What you return should match every entry, character for character.

|---|

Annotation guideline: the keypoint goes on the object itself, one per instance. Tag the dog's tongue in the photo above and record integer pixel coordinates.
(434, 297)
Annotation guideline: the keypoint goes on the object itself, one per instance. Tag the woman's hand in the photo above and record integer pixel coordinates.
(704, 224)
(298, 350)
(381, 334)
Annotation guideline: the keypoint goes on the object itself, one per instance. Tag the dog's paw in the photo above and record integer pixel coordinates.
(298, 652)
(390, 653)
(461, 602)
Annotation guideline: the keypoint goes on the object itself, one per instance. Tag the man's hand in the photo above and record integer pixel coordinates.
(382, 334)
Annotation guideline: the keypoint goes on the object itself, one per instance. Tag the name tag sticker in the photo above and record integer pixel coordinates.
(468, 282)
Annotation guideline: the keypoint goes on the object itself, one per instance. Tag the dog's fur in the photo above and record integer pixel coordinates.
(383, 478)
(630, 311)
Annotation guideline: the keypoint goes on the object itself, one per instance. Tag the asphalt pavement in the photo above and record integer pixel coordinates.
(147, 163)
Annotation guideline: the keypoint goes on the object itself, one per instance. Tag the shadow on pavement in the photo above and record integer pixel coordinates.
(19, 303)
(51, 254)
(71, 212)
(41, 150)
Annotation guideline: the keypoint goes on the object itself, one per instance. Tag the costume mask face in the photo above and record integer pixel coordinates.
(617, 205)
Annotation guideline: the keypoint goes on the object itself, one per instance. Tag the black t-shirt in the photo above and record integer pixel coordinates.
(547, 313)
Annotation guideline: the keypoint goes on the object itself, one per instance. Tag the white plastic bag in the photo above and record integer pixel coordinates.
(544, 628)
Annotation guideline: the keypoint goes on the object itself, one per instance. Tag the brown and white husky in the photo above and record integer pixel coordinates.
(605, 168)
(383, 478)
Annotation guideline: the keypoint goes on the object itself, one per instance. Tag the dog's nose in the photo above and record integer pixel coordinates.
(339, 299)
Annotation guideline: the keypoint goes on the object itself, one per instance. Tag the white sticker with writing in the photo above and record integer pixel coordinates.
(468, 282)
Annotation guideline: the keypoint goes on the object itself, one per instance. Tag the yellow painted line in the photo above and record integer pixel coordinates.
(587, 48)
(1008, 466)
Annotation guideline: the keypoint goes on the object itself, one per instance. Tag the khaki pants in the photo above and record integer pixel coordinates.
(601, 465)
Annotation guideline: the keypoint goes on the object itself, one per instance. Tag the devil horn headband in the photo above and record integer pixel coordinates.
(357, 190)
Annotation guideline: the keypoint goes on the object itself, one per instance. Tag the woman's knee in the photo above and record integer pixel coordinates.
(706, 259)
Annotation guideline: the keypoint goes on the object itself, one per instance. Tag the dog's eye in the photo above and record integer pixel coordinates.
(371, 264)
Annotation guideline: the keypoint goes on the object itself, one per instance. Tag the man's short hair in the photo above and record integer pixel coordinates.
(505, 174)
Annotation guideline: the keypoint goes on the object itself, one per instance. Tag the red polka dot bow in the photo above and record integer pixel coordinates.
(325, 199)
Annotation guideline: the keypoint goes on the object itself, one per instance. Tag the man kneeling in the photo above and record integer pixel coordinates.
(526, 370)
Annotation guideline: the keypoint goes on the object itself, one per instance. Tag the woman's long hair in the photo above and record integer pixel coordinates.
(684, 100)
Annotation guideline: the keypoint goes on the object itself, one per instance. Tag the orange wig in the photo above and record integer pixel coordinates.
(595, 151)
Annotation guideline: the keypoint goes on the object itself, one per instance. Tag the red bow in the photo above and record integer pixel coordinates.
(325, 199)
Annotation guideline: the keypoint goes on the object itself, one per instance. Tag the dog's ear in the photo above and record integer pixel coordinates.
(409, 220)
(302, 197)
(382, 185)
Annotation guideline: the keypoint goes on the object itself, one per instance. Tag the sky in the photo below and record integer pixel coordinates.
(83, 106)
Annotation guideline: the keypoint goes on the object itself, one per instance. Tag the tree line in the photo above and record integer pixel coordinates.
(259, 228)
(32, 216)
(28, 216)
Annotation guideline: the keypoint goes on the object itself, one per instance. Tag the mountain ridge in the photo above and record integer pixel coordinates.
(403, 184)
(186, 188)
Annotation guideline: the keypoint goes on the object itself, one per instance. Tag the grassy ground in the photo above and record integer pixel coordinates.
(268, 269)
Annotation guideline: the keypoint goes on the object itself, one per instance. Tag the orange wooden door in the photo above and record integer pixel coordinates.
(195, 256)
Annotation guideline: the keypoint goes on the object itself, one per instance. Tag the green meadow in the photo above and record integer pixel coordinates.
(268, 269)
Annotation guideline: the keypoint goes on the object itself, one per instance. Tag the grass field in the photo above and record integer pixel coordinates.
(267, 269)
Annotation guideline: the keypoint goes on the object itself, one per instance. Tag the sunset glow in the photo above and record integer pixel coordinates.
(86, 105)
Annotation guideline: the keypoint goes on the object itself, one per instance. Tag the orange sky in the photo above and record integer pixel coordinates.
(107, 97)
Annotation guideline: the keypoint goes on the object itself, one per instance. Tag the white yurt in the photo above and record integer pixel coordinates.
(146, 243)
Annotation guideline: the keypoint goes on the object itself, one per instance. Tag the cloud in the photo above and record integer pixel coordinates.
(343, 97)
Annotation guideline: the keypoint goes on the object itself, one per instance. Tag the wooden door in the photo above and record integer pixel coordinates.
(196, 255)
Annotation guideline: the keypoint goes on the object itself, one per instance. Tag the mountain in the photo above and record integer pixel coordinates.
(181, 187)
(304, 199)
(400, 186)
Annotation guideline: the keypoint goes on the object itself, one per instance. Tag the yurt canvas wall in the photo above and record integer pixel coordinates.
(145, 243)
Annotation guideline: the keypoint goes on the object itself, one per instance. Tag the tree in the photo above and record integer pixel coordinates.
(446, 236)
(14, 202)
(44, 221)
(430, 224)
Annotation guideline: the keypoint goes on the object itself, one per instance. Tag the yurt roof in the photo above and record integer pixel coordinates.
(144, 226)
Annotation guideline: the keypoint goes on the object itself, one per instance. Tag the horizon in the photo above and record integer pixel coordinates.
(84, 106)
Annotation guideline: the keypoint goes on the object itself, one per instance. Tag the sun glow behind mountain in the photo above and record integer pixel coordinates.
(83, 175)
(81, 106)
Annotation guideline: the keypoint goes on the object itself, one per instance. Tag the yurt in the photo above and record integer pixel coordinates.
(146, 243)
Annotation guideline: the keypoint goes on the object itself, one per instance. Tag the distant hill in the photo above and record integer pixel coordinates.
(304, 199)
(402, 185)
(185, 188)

|---|

--- Output of the task ---
Annotation guideline: the keypoint goes on the object itself, one per instance. Tag the dog's tongue in the photo above and record integer pixel coordinates.
(434, 297)
Annotation guideline: the keypoint goes on the object itself, one per instance. Tag the woman's hand in the photo above and record integer pixel coordinates.
(704, 224)
(298, 350)
(381, 334)
Annotation guideline: the keypoint goes on the object itself, one per instance. Tag the dog's paw in the photo above and record integer pixel coordinates.
(298, 652)
(390, 653)
(461, 602)
Annotation guideline: the keypoint goes on the object itself, one per instance. Tag the man's hand in the photo above and record integer pixel coordinates.
(382, 334)
Annotation guideline: the keypoint goes on the object itself, one per instance. Tag the name tag sticker in the photo above and record integer pixel coordinates.
(468, 282)
Annotation guideline: the keypoint goes on the object itself, one per instance. Tag the dog's fur in the photo above and record integer pixel coordinates.
(383, 478)
(630, 311)
Annotation guideline: the keypoint goes on the object itself, one per instance. Tag the asphalt pavement in the photo above and record integer pixel coordinates.
(147, 163)
Annotation guideline: the keypoint goes on the object itself, one per instance. Tag the shadow on pavement in the photo above and record integer pixel coordinates.
(19, 303)
(51, 254)
(71, 212)
(41, 150)
Annotation guideline: the keypoint goes on the object itself, one per instance. Tag the costume mask face in the photo above and record integer pixel coordinates.
(617, 205)
Annotation guideline: the keypoint goes on the object itself, one per instance. Tag the black t-shirt in the photo above and record integer pixel coordinates.
(547, 313)
Annotation guideline: the keypoint goes on the object itself, one per instance. Tag the white plastic bag in the photo above and record integer pixel coordinates.
(544, 628)
Annotation guideline: the keypoint goes on the object itself, one per instance. Tag the brown and white husky in the photo above and record integer pixel coordinates.
(605, 168)
(383, 478)
Annotation guideline: the keypoint goes on the object itself, one per instance. Tag the dog's nose in the photo above and record integer pixel coordinates.
(339, 299)
Annotation guideline: the keypoint goes on the object itself, one per instance. Tag the white sticker with writing in the photo above and record integer pixel coordinates.
(468, 282)
Annotation guideline: the keypoint goes on the object itself, one per instance. Tag the yellow painted line in the photo above and record integer pixel coordinates.
(587, 48)
(1008, 466)
Annotation guideline: the keypoint goes on the object itself, one per instance. Tag the khaki pants in the photo above and record integer pixel coordinates.
(601, 465)
Annotation guideline: the keypoint goes on the object itself, one per instance. Tag the devil horn headband in the photo above and record integer pixel coordinates.
(357, 190)
Annotation guideline: the keypoint goes on the object itself, one per instance. Tag the woman's knee in the photo above and record integer pixel coordinates.
(706, 259)
Annotation guideline: the keypoint goes on the object itself, one per instance. Tag the dog's eye in the photo above and record integer pixel coordinates.
(371, 264)
Annotation guideline: the keypoint goes on the object itself, one per instance. Tag the man's short hair in the photo above and record integer pixel coordinates.
(505, 174)
Annotation guideline: the keypoint goes on the object itself, one per instance. Tag the red polka dot bow in the photo above and record integer pixel coordinates.
(325, 199)
Annotation guideline: the keypoint goes on the object itself, one per instance. Tag the man kneeling in the photo above and record integer pixel coordinates.
(526, 370)
Annotation guideline: the keypoint goes on the object itself, one per instance. Tag the woman's long hair in the photo above and record integer pixel coordinates.
(684, 100)
Annotation guideline: the keypoint goes on the object itself, one per instance. Tag the orange wig in the photo above and record integer pixel coordinates.
(595, 151)
Annotation guideline: the keypoint goes on the object itself, one per instance. Tag the red bow in the photo above and record integer pixel coordinates.
(325, 199)
Annotation guideline: the keypoint goes on the object itself, one per instance. Tag the dog's ear in the photo above and record integer pixel coordinates.
(409, 220)
(302, 197)
(382, 185)
Annotation guideline: the keypoint goes on the object itself, one per instance. Tag the sky in the photo below and record integer pixel coordinates.
(83, 106)
Annotation guideline: the keypoint goes on the object itself, one per instance. Tag the tree line in the photo above and record integer pixel coordinates.
(259, 228)
(32, 216)
(28, 216)
Annotation guideline: the keypoint goes on the object itself, one per instance. Tag the mountain ridge in the photo above and record integer pixel coordinates.
(403, 184)
(186, 188)
Annotation guideline: the keypoint goes on the object itself, one per instance. Tag the grassy ground in the photo above and record integer pixel coordinates.
(268, 269)
Annotation guideline: the keypoint goes on the object itself, one per instance. Tag the orange wooden door in the photo above and record integer pixel coordinates.
(195, 256)
Annotation guideline: the keypoint goes on the object itself, one per instance. Tag the green meadow in the photo above and record integer pixel coordinates.
(268, 269)
Annotation guideline: the keypoint goes on the object itself, one per instance. Tag the grass field in the photo above and record integer pixel coordinates.
(267, 269)
Annotation guideline: the keypoint goes on the object itself, one per instance. Tag the sunset glow in the photo above and record integer pixel coordinates.
(86, 105)
Annotation guideline: the keypoint goes on the object itself, one per instance. Tag the orange sky in the photo above and record integer pixel coordinates.
(107, 97)
Annotation guideline: the keypoint goes on the object itself, one per instance. Tag the white yurt in the photo above and record integer pixel coordinates.
(146, 243)
Annotation guideline: the keypoint goes on the object itself, one per instance. Tag the cloud in the photo above and record integer pixel coordinates.
(343, 97)
Annotation guideline: the keypoint goes on the object itself, one per instance. Tag the wooden door in the photo above and record integer pixel coordinates.
(196, 255)
Annotation guideline: the keypoint goes on the object itself, one per instance. Tag the mountain in the photo above and record integer pixel coordinates.
(181, 187)
(304, 199)
(400, 186)
Annotation guideline: the keypoint goes on the object itself, one per instance. Tag the yurt canvas wall in the photo above and record integer pixel coordinates.
(145, 243)
Annotation guideline: the keypoint goes on the object itself, one per instance. Tag the tree in the photo above and record integer pixel coordinates.
(446, 236)
(14, 202)
(44, 221)
(430, 224)
Annotation guideline: the keypoint goes on the object itself, one per instance. Tag the yurt roof in the photo above and record integer pixel coordinates.
(144, 226)
Annotation guideline: the keypoint goes on the object itself, one per instance. Tag the horizon in the photo above and record integer pixel coordinates.
(84, 106)
Annotation guideline: the keypoint goes on the object itself, one per instance. Tag the sun glow behind mountain in the photo above and record integer pixel coordinates.
(83, 175)
(81, 106)
Annotation guideline: the keypoint goes on the object itself, one per instance. Tag the yurt in the photo above and record integer pixel coordinates.
(146, 243)
Annotation guideline: the keypoint goes on the object itself, one per instance. Tag the distant hill in the photo above and record integer pixel coordinates.
(304, 199)
(402, 185)
(185, 188)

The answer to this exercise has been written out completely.